Activity> Retype exactly the lines below, starting with the line that contains "of the potted" and ending with the last line; leave out any pictures.
━━ Given data
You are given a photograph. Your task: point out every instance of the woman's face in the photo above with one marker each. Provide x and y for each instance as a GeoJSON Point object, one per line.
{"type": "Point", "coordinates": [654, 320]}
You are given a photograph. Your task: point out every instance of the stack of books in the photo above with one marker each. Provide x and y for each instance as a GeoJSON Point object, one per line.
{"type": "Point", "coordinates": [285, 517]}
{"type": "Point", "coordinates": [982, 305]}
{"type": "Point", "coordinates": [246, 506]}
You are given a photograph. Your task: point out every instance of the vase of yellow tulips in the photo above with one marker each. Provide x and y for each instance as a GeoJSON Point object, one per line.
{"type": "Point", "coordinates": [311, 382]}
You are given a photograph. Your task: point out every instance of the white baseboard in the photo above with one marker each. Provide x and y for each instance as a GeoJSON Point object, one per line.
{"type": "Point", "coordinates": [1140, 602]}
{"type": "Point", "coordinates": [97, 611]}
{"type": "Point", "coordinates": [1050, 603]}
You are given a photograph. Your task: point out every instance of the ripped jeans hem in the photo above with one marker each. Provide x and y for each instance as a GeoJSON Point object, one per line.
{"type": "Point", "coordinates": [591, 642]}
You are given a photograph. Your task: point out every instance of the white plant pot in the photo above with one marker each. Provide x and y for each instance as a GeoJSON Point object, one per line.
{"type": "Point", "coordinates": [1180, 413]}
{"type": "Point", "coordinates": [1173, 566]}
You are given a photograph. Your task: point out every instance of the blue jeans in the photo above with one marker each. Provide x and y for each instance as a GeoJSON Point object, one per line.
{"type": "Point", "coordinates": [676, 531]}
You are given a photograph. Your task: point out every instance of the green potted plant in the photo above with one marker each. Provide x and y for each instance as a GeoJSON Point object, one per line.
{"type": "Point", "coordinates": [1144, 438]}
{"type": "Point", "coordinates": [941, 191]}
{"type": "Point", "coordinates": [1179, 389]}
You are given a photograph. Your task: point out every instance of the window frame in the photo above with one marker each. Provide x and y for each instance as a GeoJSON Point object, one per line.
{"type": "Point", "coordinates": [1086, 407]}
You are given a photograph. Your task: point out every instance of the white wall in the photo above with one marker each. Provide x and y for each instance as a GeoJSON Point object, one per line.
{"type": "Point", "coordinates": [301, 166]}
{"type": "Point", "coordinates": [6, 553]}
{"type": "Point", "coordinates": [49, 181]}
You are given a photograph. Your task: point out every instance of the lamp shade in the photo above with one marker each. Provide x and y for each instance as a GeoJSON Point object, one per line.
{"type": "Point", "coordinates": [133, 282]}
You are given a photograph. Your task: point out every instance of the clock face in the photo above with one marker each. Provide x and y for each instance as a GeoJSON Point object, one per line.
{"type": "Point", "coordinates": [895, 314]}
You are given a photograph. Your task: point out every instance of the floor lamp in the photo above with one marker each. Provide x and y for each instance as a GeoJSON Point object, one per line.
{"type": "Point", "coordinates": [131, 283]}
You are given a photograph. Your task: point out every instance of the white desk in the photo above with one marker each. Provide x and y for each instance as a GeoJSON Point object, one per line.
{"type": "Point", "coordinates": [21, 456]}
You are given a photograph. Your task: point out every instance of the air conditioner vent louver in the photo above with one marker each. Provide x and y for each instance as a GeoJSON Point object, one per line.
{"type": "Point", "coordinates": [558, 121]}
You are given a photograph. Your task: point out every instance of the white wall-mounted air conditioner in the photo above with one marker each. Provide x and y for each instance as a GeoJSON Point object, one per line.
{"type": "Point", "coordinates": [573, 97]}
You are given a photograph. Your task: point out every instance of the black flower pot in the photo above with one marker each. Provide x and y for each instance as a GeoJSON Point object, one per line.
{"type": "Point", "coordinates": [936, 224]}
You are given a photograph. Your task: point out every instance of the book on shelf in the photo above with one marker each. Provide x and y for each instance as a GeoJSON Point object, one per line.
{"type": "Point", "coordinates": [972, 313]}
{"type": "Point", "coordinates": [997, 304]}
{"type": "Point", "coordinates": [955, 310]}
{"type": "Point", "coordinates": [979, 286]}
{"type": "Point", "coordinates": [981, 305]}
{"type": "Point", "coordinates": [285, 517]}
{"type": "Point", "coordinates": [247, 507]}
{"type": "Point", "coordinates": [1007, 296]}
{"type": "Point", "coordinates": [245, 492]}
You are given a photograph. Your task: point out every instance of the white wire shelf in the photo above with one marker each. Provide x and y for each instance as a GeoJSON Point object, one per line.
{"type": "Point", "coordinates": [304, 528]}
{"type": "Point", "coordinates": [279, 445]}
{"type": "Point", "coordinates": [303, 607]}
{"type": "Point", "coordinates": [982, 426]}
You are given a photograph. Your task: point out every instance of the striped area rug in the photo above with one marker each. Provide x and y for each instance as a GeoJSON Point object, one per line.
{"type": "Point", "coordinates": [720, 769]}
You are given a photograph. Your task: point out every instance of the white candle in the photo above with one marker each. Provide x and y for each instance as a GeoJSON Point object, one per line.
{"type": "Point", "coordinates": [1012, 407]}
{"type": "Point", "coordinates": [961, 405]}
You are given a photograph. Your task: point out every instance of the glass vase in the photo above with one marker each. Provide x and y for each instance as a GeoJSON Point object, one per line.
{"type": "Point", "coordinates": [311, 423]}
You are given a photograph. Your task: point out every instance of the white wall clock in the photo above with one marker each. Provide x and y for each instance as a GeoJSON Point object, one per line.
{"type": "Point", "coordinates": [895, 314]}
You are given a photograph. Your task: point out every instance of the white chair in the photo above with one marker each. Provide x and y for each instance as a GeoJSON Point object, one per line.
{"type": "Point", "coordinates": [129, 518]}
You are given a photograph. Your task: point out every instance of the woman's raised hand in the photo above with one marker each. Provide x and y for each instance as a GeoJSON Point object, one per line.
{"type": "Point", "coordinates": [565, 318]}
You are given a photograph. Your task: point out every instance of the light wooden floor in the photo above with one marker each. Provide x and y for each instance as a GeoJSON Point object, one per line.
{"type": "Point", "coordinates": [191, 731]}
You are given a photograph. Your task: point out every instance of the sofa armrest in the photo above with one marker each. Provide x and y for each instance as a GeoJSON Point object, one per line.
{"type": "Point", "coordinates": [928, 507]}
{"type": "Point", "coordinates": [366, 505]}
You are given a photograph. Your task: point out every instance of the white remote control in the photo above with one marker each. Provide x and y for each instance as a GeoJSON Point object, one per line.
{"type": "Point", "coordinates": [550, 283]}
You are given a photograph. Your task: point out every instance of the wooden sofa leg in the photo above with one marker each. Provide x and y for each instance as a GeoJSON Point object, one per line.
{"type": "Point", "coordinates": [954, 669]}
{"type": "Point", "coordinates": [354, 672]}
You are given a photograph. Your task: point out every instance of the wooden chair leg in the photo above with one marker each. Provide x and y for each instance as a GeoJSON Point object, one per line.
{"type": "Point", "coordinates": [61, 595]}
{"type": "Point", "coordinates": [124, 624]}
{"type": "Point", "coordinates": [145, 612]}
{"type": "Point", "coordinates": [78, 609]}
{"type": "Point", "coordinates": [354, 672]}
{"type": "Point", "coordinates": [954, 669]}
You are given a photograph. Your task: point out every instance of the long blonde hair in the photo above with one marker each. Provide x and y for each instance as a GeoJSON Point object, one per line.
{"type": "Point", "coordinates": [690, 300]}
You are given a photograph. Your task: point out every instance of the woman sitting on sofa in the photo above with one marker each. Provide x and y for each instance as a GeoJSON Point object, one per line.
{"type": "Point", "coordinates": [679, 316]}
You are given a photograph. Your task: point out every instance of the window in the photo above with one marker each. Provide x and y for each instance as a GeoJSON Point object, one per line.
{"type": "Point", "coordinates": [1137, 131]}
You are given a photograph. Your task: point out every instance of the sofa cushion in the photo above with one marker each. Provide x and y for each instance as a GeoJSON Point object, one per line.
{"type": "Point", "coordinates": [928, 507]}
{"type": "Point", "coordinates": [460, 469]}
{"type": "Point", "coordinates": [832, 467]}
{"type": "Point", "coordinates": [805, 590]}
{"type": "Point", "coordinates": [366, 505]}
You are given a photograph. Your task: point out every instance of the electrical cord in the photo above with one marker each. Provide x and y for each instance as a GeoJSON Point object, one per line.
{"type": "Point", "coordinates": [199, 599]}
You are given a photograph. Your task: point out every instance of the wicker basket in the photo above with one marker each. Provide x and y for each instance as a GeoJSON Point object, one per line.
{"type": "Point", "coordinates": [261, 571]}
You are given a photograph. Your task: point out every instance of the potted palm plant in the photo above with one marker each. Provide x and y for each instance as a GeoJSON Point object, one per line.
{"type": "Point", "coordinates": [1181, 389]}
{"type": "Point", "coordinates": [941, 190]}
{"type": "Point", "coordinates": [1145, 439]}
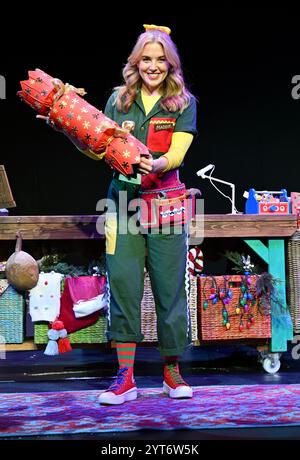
━━━━
Answer below>
You are given a photograph. Your task: point out every instance of the potted palm plant in the photo above with one marker each. Provide x and y for each instance as a GeoJSON Point object, one per line.
{"type": "Point", "coordinates": [1181, 389]}
{"type": "Point", "coordinates": [941, 190]}
{"type": "Point", "coordinates": [1145, 439]}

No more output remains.